本文

────────

国民的キャラクターとして日本のみならず世界的に愛されるアンパンマン。お腹を空かせた人に自分の顔を与えるという、他に類を見ない自己犠牲の設定は、一体どのように生まれたのでしょうか?そのアンパンマン誕生秘話には、作者である漫画家・やなせたかし氏自身の壮絶な経験、特に幼少期の喪失体験が深く関わっています。彼を形作った愛する人たちとの別れや、その後の過酷な道のりが、キャラクターの根底にある哲学に色濃く反映されているのです。本稿では、やなせ氏の初期の人生に焦点を当て、アンパンマンに繋がる原点を探ります。
やなせたかし氏の経験から生まれたキャラクター、アンパンマンのイメージ
幼少期:相次ぐ愛する人との別れ
やなせたかし氏は、幼少期から青年時代にかけて、立て続けに大切な人々を失いました。父、母、伯父、伯母、そして弟までもが、彼の人生から去っていきます。
最初の大きな別れは、父の死でした。朝日新聞記者として再び中国に単身赴任していた父は、32歳という若さで客死。これを機に、当時まだ幼かったやなせ氏は、2歳年下の弟・千尋氏と離れて暮らすことになります。弟は、父の兄であり医師である伯父の家に養子入りが決まったためです。伯父の医院は、やなせ氏の実家よりも高知市の街に近い後免町にあり、兄弟は物理的に離れ離れになりました。
やなせ氏は、父が遺した家に母と祖母の3人で暮らしました。身の回りの世話は主に祖母が担いました。母は社交的で華やかな人物で、おしゃれ好きでした。「ミシンを踏んで洋服を縫い、茶の湯、生花、盆景、謡曲、琴、三味線と、習いごとでほとんど家にいなかった」とやなせ氏は回想しています(『アンパンマンの遺書』より)。加えて、時にはヒステリーを起こして荒れることもあったといいます。
そしてわずか2年後、7歳になった小学2年生のとき、母が家を出て行きました。再婚のためでした。しかし、その事実をやなせ氏に直接伝えることはありませんでした。「ぼくらは身体がよわいから よくなるまで 医者をしていた伯父の家にあずかってもらう と母にいわれた」と、彼は著書『やなせたかし おとうとものがたり』で当時の状況を振り返っています。
伯父宅での「居候」生活と孤独
母と別れたやなせ氏は、2年前に弟が養子入りしていた伯父の家に「居候」として引き取られることになります。幸いなことに、伯父も伯母も共に心優しい人物であり、やなせ氏に対しても、先に養子となった弟と分け隔てなく、温かく接してくれました。
しかし、先に正式な養子として迎えられた弟と、後から身を寄せたやなせ氏とでは、家の中での扱いに微妙な違いがありました。弟の千尋氏は奥座敷で伯父や伯母と共に寝るのですが、やなせ氏は、やはり伯父の家に居候していた一番若い叔父、つまり伯父や父の弟にあたる中学生と、玄関先の寒い書生部屋で寝ることになりました。生活上の違いはそれだけで、リベラルな伯父と優しい伯母は、居候のやなせ氏を比較的自由に育ててくれたといいます。

────────

提供情報

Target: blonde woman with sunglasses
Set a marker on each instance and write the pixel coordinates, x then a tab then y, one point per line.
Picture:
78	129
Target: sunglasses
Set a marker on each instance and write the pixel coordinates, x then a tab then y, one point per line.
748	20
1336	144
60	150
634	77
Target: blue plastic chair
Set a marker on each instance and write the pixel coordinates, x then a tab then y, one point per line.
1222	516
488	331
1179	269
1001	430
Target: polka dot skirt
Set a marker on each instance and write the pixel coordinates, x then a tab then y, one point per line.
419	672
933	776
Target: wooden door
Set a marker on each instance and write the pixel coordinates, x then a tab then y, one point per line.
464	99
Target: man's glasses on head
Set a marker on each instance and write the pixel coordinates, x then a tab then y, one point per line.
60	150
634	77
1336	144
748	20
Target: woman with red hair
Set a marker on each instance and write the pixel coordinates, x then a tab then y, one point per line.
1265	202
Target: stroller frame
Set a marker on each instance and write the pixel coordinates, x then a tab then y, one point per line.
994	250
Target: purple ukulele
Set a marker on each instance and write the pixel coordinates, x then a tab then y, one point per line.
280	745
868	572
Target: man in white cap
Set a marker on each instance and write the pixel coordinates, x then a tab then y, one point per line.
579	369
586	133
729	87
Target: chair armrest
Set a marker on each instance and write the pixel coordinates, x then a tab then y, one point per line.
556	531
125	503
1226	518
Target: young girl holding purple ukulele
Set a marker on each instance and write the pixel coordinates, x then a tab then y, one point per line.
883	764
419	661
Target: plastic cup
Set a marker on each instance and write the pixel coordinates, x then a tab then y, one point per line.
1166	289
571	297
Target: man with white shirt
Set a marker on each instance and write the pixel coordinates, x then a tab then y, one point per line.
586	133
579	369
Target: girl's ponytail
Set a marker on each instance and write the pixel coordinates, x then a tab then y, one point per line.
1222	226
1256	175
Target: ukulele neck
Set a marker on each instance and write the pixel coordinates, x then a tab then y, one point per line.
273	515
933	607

────────

課題
アンパンマンの原点となったやなせたかし氏の幼少期をたどる本文の続きを、最後の文の後から書け。

解答
それでも、やなせ氏の中に屈折した感情が芽生えました。中学時代には、自分を「ひがんだ子ども」(同)だったと述懐しており、しばしば伯母を悩ませることもありました。突然、死にたいという衝動に駆られ、自殺を思い立って、夜遅くに線路に身を置いたこともあったのです。こうした孤独と喪失感、そして微妙な疎外感が入り混じったこの時代の「寂しく」「残酷な」記憶は、数十年後、みなしごのライオンが子供を亡くしたメス犬に育てられる物語『やさしいライオン』として結実します。これは、やなせ氏の作品の中でも特に有名なものの一つであり、彼の初期の喪失体験や孤独がいかに深く作品に影響を与えたかを示しています(編集部注:『やさしいライオン』は1967年にラジオドラマとして放送され、1969年に幼児向け絵本として刊行。やなせたかしの出世作となった)。
医師の道か、美術の道か
やなせ氏は中学卒業を目前に控え、伯父から「医者にならないか」と問われます。伯父としては、やなせ氏に自身の病院を継いで欲しいという期待を抱いていたのです。
しかし、この頃すでにやなせ氏は絵の道に進むことを強く決意していました。理数系が不得意で、特に数学では0点を取るほどだったため、医学部への道は現実的ではないことも自覚していました。彼は迷うことなく、伯父に対して自身の希望を正直に伝えたのです。
「絵に関係した学校に行きたいんです」
結論
やなせたかし氏の幼少期は、父の死、弟との別れ、母の不在、伯父宅での居候としての複雑な感情、そして深い孤独といった、相次ぐ喪失体験によって彩られていました。こうした経験は、彼の感受性を育む一方で、生きることの厳しさや、他者に受け入れられることの難しさを痛感させるものでした。しかし、皮肉なことに、これらの困難な経験こそが、後に彼が生み出すアンパンマンの根幹にある「困っている人を助けるためには、たとえ自分の身を削ってでも与える」という自己犠牲の精神や、弱者への温かい眼差しに深く繋がっていくのです。アンパンマンの「顔をあげる」という行為は、単なるファンタジーではなく、やなせたかし氏が自身の喪失体験と向き合い、人生の困難の中で見出した「正義」や「愛」の形を象徴していると言えるでしょう。